**REQUIREMENTS:**
Which lines in the entries below contain the word "green"? Copy each of those lines.

**RAW DATA:**
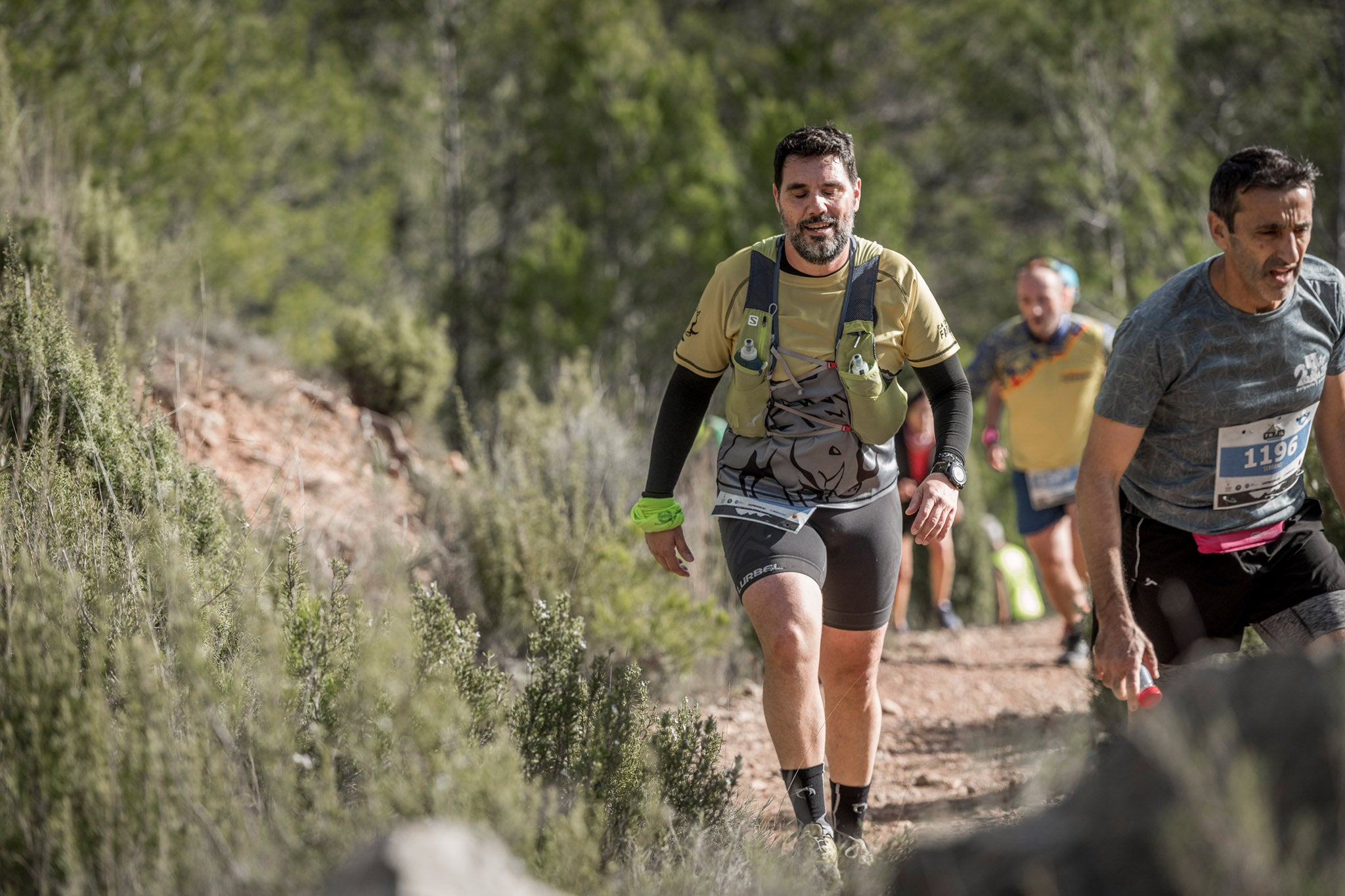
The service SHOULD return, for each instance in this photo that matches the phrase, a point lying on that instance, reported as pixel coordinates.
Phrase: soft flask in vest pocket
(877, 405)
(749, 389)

---

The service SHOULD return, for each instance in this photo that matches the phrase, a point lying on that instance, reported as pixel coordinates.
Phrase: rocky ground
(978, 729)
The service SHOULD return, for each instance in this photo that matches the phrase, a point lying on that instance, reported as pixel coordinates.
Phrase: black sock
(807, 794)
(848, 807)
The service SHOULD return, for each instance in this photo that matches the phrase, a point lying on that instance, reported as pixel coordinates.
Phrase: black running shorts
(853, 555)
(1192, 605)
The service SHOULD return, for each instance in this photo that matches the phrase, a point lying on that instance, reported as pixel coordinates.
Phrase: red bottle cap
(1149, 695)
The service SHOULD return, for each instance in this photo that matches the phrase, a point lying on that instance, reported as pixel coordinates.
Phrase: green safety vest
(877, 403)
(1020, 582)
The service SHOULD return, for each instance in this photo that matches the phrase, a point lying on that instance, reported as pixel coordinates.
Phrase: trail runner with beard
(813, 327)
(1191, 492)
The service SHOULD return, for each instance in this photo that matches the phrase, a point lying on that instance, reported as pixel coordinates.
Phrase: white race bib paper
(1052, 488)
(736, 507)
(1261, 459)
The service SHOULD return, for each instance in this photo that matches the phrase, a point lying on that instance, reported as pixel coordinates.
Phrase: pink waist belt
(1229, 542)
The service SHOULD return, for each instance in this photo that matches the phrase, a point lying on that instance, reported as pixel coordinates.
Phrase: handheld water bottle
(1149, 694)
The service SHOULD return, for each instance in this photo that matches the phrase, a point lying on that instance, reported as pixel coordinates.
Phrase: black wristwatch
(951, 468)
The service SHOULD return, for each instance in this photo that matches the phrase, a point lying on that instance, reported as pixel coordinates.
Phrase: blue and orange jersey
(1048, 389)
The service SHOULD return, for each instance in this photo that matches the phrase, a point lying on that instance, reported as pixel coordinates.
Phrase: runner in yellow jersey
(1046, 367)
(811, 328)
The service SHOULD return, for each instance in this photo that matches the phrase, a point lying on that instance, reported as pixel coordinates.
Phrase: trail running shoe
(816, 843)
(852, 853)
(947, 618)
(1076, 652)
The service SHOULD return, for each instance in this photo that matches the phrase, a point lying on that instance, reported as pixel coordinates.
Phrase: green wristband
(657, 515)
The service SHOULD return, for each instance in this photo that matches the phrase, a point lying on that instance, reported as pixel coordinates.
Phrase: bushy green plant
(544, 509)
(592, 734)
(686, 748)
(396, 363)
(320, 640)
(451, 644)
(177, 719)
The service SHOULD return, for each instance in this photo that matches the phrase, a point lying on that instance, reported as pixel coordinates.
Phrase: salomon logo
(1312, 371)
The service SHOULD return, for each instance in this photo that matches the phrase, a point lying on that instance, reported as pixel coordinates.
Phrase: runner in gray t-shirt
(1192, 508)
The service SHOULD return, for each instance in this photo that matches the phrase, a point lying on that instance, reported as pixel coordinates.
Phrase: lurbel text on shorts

==

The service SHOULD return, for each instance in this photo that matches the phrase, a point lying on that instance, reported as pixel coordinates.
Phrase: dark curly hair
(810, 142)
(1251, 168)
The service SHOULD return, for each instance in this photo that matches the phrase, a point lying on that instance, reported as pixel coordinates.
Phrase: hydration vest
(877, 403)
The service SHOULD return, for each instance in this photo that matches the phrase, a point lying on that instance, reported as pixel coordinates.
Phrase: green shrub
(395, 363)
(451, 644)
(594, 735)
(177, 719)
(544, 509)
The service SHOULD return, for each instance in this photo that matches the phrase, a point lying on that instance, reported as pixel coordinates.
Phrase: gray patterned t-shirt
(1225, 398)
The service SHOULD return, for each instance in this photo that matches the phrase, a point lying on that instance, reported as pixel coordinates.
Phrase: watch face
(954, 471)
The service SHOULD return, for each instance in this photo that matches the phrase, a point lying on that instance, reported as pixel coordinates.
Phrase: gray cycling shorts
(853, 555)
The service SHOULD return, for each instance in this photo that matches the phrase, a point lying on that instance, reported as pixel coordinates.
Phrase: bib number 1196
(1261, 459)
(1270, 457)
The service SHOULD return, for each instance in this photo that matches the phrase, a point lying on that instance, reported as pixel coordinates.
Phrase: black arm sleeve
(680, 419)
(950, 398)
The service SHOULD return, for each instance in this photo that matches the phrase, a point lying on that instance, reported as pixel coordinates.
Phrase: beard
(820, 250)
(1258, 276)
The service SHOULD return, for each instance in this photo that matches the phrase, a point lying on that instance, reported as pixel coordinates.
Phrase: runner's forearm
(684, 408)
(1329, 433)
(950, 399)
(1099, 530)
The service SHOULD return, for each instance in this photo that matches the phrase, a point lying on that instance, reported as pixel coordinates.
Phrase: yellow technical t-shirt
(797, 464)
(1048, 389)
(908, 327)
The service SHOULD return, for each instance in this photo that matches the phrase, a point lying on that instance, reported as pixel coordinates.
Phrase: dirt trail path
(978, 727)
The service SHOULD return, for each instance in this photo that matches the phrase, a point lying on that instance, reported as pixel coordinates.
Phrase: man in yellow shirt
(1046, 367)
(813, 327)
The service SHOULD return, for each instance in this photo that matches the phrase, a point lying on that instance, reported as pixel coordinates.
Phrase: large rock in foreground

**TASK ANSWER:**
Phrase: green safety vest
Phrase: green wristband
Phrase: bushy green plant
Phrase: green shrub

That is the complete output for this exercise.